**Problem to solve:**
Below are some records. Pull every line that contains the word "blouse".

**Source records:**
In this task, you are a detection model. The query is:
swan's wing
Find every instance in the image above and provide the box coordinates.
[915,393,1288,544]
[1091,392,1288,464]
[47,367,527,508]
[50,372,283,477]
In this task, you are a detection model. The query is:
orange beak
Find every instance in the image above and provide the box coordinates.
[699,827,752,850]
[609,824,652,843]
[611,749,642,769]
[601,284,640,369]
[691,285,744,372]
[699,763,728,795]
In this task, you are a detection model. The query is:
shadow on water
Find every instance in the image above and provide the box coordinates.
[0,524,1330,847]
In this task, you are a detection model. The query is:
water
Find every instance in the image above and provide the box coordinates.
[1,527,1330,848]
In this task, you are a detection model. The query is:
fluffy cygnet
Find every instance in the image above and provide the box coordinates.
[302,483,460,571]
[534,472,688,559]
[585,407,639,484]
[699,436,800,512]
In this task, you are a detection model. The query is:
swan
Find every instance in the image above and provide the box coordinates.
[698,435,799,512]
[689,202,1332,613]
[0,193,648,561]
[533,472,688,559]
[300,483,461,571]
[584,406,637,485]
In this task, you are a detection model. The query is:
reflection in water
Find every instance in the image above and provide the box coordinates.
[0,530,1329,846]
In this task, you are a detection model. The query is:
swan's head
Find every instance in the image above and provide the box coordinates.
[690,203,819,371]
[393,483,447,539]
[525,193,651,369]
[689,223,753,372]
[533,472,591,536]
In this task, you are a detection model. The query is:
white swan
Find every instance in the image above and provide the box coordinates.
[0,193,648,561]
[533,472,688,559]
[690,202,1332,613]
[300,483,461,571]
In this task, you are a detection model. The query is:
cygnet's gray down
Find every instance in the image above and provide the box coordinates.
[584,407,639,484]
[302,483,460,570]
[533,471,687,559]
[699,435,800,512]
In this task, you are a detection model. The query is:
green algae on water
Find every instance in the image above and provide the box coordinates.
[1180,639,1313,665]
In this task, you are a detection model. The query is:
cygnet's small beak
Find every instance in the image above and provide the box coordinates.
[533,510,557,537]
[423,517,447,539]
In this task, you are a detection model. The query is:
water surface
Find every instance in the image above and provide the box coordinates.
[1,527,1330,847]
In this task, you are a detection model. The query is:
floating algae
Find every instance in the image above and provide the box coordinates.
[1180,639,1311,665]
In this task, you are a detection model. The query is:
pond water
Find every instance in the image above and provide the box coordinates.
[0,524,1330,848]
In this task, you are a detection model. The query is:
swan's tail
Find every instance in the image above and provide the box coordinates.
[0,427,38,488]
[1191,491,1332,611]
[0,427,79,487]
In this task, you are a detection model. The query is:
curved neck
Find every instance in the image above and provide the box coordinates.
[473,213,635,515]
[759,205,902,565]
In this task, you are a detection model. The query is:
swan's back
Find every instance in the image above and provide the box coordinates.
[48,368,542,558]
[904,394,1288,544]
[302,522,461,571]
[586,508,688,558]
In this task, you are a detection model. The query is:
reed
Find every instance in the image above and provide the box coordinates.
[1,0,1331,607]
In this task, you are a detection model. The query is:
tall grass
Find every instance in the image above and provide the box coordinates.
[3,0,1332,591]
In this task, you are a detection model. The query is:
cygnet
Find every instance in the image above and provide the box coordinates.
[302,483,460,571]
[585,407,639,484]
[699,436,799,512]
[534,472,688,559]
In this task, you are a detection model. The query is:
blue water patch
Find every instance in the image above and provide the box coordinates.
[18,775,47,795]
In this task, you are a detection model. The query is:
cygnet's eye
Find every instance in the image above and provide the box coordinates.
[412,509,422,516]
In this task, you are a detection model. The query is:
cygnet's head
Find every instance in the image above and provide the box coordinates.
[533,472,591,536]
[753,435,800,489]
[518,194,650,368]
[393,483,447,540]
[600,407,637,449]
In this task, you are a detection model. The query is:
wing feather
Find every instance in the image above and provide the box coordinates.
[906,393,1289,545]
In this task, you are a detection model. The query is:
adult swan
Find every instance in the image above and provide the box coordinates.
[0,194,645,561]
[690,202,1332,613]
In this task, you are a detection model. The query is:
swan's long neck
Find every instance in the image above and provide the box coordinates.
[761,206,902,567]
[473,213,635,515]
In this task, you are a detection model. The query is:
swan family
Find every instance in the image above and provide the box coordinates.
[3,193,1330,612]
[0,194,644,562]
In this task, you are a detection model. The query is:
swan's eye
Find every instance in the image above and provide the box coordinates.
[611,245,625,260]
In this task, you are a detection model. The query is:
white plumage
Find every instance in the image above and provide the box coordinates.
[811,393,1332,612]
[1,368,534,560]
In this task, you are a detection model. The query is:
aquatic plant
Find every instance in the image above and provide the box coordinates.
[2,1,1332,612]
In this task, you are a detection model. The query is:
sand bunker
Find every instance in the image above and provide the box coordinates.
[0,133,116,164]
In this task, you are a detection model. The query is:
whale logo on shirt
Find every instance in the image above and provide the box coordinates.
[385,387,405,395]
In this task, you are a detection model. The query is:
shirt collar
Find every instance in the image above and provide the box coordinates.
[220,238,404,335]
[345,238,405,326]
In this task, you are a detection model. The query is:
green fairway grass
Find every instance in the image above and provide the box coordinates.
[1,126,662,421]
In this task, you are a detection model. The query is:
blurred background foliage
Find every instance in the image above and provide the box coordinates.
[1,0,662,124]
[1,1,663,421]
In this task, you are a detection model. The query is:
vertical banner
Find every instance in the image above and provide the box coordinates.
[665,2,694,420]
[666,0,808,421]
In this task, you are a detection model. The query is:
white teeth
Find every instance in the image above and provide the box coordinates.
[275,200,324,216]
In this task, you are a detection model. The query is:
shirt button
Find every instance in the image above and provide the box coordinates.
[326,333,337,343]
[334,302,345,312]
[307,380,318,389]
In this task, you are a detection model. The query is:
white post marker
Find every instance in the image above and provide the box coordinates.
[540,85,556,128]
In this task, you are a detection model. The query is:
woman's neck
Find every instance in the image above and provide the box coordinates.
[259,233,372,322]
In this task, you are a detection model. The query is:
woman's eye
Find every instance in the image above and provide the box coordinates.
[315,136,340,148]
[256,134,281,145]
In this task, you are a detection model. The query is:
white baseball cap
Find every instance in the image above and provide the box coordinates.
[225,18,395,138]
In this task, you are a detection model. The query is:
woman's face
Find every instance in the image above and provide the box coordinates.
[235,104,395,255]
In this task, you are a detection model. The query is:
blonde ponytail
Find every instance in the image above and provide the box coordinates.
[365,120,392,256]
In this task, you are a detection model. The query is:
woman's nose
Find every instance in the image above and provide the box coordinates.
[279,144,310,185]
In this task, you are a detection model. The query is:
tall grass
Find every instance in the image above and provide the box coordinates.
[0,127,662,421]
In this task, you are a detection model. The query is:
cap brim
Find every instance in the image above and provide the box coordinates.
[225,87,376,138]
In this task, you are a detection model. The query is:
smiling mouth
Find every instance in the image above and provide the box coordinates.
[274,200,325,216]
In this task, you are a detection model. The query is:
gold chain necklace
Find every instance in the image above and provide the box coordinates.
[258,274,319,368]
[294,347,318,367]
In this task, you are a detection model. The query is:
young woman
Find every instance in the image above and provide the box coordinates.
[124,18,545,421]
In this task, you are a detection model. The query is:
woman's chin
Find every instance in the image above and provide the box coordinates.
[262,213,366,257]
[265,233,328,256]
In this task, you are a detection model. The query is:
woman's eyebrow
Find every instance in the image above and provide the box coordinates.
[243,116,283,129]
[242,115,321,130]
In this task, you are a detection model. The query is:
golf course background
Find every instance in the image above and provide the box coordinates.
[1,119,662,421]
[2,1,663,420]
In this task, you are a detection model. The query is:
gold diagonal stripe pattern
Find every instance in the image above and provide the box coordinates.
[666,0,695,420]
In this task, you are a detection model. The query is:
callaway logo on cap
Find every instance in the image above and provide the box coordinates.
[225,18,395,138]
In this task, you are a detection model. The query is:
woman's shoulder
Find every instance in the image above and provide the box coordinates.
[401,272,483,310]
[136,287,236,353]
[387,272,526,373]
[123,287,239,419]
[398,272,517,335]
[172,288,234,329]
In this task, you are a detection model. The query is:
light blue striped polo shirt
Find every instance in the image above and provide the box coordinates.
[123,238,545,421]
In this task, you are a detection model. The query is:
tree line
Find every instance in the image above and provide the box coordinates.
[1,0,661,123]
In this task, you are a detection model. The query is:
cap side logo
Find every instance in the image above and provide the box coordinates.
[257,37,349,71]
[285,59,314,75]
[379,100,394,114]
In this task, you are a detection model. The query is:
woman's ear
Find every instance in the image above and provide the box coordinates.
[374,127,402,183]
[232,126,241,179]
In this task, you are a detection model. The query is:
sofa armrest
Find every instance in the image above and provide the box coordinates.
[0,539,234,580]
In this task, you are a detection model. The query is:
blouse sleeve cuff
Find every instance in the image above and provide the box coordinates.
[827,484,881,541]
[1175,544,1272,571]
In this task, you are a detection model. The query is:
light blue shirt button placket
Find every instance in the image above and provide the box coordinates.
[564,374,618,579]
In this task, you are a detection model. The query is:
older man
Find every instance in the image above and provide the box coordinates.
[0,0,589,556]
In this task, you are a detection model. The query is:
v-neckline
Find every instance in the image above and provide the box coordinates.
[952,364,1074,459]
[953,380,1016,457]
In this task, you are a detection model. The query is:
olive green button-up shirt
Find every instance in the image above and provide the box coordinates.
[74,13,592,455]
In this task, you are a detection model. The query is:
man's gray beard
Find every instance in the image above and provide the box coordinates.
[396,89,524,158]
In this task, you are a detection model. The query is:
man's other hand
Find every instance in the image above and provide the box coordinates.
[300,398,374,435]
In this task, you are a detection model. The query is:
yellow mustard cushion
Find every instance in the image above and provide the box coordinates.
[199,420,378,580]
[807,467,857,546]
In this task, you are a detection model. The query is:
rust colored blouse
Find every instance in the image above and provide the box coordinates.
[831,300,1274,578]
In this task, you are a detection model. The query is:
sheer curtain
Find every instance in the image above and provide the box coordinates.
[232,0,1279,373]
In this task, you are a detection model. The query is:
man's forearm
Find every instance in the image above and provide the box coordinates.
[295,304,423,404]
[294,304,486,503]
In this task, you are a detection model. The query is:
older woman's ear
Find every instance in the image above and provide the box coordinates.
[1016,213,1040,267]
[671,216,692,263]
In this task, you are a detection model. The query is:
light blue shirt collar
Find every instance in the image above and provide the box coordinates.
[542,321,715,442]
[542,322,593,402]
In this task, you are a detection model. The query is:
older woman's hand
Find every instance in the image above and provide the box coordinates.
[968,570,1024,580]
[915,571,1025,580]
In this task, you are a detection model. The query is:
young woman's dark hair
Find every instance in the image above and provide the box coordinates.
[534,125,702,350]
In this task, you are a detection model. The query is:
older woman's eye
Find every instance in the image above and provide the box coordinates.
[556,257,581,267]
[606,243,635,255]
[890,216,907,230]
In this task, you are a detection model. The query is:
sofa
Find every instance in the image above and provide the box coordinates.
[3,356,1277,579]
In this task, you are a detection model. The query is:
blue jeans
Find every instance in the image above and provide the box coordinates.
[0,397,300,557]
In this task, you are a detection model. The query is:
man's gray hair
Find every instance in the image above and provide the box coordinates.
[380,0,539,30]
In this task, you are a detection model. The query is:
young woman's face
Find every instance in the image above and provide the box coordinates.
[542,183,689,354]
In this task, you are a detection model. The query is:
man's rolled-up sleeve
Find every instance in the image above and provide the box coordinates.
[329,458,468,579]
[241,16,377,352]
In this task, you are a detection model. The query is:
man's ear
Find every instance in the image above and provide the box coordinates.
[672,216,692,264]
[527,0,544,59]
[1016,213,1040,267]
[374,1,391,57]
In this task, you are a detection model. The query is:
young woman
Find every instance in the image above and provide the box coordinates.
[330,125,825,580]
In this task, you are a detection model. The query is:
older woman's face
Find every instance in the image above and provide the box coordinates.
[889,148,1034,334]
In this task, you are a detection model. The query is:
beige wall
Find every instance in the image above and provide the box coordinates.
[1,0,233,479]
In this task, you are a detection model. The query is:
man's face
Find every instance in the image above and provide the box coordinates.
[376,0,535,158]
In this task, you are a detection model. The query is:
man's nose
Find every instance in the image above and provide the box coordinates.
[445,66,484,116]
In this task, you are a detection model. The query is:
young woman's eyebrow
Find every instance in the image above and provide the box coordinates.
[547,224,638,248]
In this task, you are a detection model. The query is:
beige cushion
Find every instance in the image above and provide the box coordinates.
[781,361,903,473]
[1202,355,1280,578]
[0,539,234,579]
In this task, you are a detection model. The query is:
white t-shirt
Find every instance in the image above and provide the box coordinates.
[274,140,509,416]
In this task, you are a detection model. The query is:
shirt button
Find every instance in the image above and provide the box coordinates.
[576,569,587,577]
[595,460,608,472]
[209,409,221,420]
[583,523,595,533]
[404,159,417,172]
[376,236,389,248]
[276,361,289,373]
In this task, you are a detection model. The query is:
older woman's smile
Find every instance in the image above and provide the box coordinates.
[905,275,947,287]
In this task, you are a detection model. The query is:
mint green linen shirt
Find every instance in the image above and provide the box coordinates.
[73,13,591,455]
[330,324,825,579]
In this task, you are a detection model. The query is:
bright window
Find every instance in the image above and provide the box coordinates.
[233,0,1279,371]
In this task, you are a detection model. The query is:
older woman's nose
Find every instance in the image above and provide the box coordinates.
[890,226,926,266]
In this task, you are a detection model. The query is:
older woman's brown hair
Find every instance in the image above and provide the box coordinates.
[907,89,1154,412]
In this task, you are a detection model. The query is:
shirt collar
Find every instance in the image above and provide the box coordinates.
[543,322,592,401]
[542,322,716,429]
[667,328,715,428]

**Problem solution:**
blouse sleeve cuff
rust colored blouse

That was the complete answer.